Rewrite the lines of each item below as a numbered list, dropping any blank lines. Omit the pictures from your answer.

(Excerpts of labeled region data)
---------------
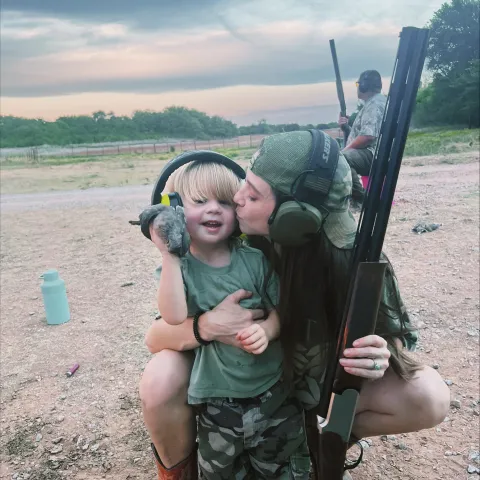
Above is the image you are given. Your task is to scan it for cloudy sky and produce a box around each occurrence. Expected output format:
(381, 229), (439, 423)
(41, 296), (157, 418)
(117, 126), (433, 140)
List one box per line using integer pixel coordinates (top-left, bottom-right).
---------------
• [FINAL RESULT]
1. Above is the image you are given. Your task is to scan it for cloudy sky and produce a box around each occurrence. Expected output format:
2. (381, 229), (439, 423)
3. (41, 296), (157, 418)
4. (117, 126), (433, 140)
5. List one box per line using integer pixel coordinates (top-left, bottom-right).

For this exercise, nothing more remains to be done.